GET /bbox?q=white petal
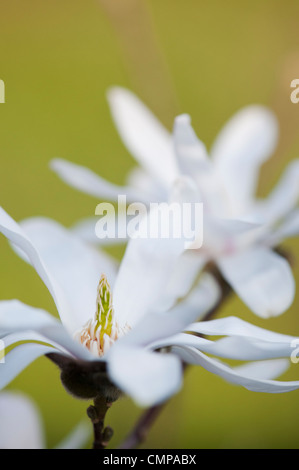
[50,158,146,203]
[203,218,263,257]
[201,335,295,361]
[173,114,210,174]
[218,246,295,318]
[113,229,185,327]
[107,345,182,406]
[0,300,92,360]
[107,87,178,187]
[253,160,299,225]
[150,325,296,362]
[112,181,197,327]
[0,392,45,449]
[37,325,94,360]
[71,216,127,245]
[121,273,220,348]
[173,115,226,216]
[17,217,117,333]
[1,330,60,350]
[126,167,166,202]
[157,335,291,376]
[267,209,299,246]
[185,311,299,362]
[1,325,93,361]
[0,343,55,390]
[232,359,290,380]
[159,251,206,312]
[173,347,299,393]
[0,207,70,329]
[55,421,91,449]
[163,272,220,322]
[211,106,278,215]
[148,332,213,351]
[187,315,295,342]
[0,300,58,335]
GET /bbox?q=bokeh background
[1,0,299,449]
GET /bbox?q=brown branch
[118,403,165,450]
[87,395,114,449]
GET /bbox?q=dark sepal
[46,352,122,402]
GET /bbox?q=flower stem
[87,395,114,449]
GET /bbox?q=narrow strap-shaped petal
[187,315,295,342]
[218,246,295,318]
[173,114,210,174]
[0,299,58,335]
[149,330,296,362]
[50,158,147,203]
[0,343,56,390]
[173,114,226,216]
[232,359,289,380]
[1,331,62,351]
[205,336,295,361]
[1,325,93,361]
[0,207,71,329]
[253,160,299,225]
[173,347,299,393]
[107,87,179,187]
[211,105,278,216]
[0,300,93,360]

-----

### EXERCISE DIRECTIONS:
Without including any picture, output all the material exactly as it appears.

### FINAL ANSWER:
GET /bbox?q=white petal
[50,158,146,203]
[203,218,263,257]
[201,335,295,361]
[173,114,210,174]
[218,246,295,318]
[113,229,185,327]
[107,345,182,406]
[0,300,92,360]
[107,87,178,187]
[253,160,299,225]
[150,325,296,362]
[112,181,197,327]
[0,392,45,449]
[37,325,94,360]
[71,216,127,245]
[121,273,220,348]
[173,115,226,216]
[17,217,117,333]
[1,330,60,350]
[126,167,166,202]
[157,335,291,376]
[267,209,299,246]
[185,311,299,362]
[1,325,93,361]
[0,343,55,390]
[232,359,290,380]
[159,251,206,312]
[173,347,299,393]
[0,207,70,329]
[55,421,91,449]
[163,272,220,322]
[211,106,278,215]
[148,332,213,351]
[187,315,295,342]
[0,300,58,335]
GET /bbox?q=bokeh background
[1,0,299,449]
GET /bbox?q=brown branch
[118,403,165,450]
[87,395,114,449]
GET /bbox?q=dark sepal
[46,352,122,402]
GET /bbox?q=flower stem
[87,395,114,449]
GET /bbox?q=narrow strap-shaped petal
[187,315,295,342]
[218,246,295,318]
[173,114,210,174]
[0,299,58,335]
[149,330,296,362]
[50,158,147,203]
[0,343,56,390]
[173,114,226,216]
[232,359,289,380]
[1,331,62,351]
[205,336,295,361]
[1,325,93,361]
[0,207,71,329]
[253,160,299,225]
[173,347,299,393]
[107,87,179,187]
[211,105,278,216]
[0,300,93,360]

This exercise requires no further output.